Exercise objective:
Reproduce the stretch of the material from the line containing "Spot the seagull" through the end of the material, word for word, and leave the pictures out.

Record list:
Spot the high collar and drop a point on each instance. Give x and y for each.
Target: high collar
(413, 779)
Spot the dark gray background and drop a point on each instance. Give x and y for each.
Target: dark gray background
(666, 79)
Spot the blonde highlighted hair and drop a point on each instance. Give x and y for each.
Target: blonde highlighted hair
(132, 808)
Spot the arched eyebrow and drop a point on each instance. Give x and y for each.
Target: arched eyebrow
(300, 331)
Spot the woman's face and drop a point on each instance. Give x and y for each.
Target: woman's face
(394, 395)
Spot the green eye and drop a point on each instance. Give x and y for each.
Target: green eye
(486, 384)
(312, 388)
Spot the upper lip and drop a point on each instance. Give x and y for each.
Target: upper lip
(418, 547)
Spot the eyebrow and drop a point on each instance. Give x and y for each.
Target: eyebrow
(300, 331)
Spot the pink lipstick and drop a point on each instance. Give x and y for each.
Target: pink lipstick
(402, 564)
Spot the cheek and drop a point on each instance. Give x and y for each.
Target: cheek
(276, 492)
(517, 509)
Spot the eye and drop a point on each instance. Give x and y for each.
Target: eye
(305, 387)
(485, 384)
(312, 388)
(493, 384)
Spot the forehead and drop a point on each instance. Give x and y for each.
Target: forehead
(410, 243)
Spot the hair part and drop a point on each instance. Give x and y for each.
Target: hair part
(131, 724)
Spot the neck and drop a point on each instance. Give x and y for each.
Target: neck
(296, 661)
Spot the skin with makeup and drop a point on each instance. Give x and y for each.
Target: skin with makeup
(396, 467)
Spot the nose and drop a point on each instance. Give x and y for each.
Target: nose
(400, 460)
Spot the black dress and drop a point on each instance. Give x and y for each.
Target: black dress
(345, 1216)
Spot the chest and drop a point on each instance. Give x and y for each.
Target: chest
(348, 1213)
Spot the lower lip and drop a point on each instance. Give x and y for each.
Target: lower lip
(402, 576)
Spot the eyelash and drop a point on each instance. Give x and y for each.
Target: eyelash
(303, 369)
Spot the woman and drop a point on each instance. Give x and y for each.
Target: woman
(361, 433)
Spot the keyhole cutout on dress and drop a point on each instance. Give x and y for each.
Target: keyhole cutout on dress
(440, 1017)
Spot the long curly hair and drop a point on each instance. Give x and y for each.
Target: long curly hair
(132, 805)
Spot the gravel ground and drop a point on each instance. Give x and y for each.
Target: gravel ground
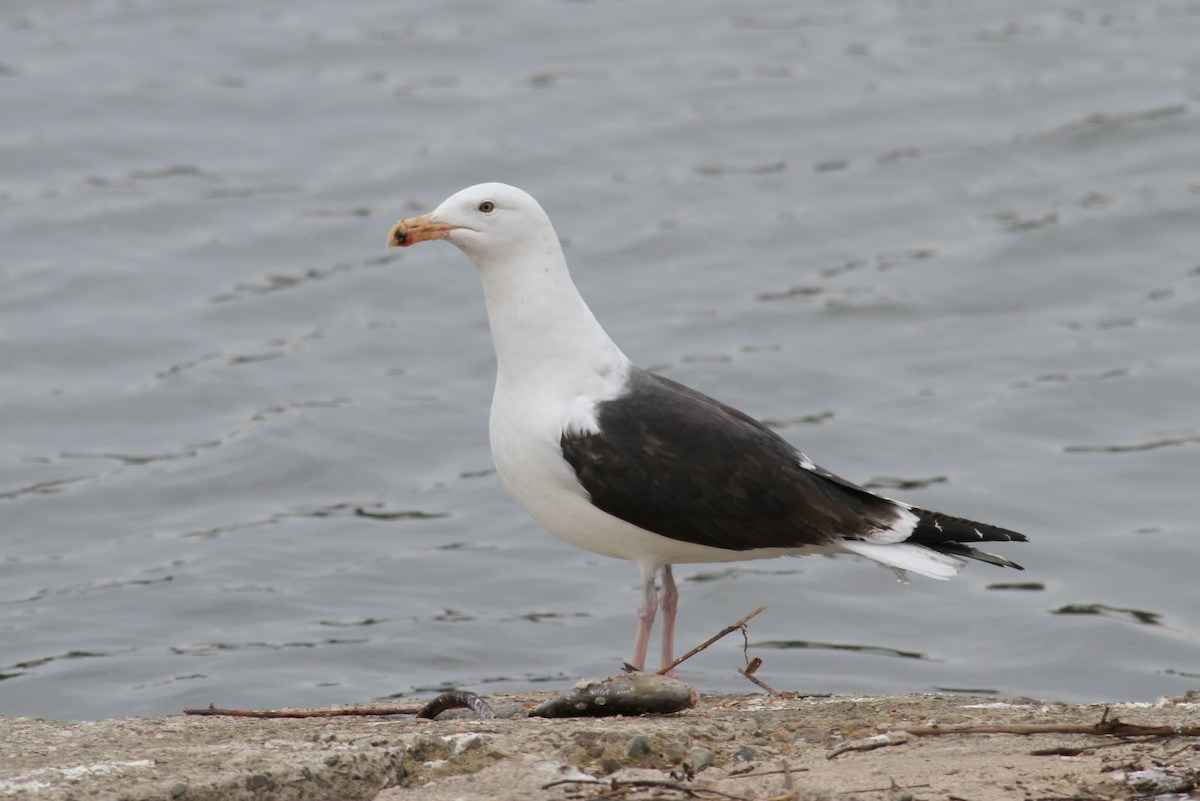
(726, 747)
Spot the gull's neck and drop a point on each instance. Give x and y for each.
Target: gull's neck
(541, 329)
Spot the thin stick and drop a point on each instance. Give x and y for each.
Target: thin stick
(756, 680)
(700, 648)
(1113, 728)
(303, 712)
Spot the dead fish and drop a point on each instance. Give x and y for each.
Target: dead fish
(628, 693)
(456, 699)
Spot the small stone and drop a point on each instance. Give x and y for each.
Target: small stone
(637, 747)
(700, 758)
(676, 751)
(259, 782)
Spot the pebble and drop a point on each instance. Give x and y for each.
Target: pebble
(700, 758)
(639, 746)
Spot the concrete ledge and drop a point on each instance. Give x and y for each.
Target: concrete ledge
(736, 745)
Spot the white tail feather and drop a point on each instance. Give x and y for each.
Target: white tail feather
(907, 556)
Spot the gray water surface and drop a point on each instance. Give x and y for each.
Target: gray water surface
(951, 250)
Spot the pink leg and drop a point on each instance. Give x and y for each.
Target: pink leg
(669, 601)
(646, 610)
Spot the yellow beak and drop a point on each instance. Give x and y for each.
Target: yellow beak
(417, 229)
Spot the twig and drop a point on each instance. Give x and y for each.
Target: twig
(1113, 728)
(303, 712)
(700, 648)
(749, 670)
(616, 784)
(786, 770)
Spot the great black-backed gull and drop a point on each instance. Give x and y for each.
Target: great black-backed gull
(629, 464)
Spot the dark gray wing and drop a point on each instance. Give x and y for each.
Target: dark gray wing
(678, 463)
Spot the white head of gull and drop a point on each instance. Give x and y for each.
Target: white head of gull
(629, 464)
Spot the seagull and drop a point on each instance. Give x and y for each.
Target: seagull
(629, 464)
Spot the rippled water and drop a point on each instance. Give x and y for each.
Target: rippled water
(951, 250)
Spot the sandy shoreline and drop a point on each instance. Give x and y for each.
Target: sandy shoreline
(726, 747)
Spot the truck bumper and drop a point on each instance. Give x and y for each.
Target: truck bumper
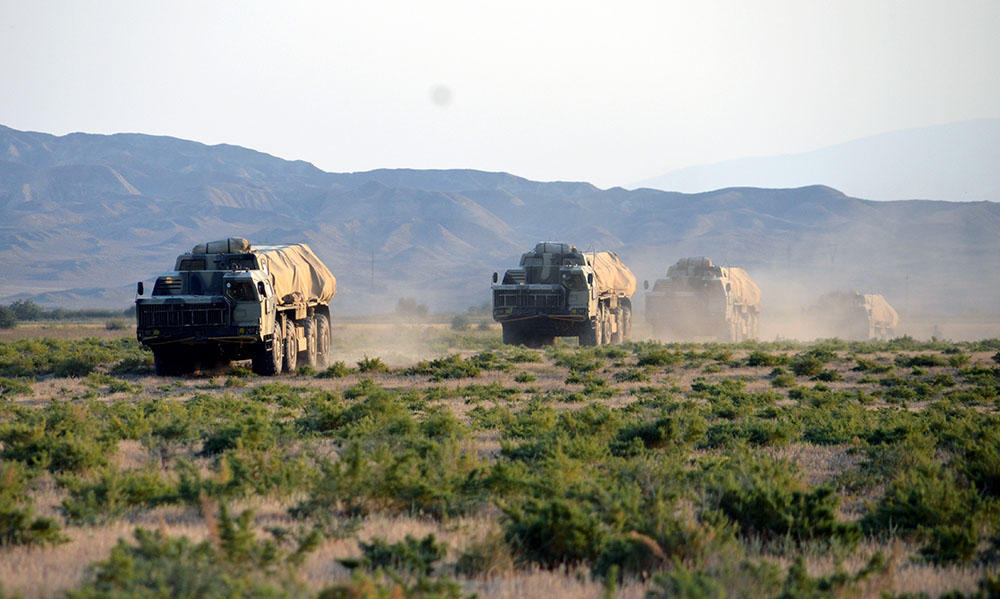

Task result:
Spot the seagull and drop a point on each instance. Give x and y for each.
Target: seagull
(629, 464)
Spot the rippled water and drop a point on each instance. Give x and y for each.
Target: rippled water
(951, 250)
Spot the sandy shoreline and drop a point on each instance. Give x and y for each.
Target: sandy shoreline
(726, 747)
Spot the truck bumper and drop a point on each instance. Give x and y for each.
Target: truck bumper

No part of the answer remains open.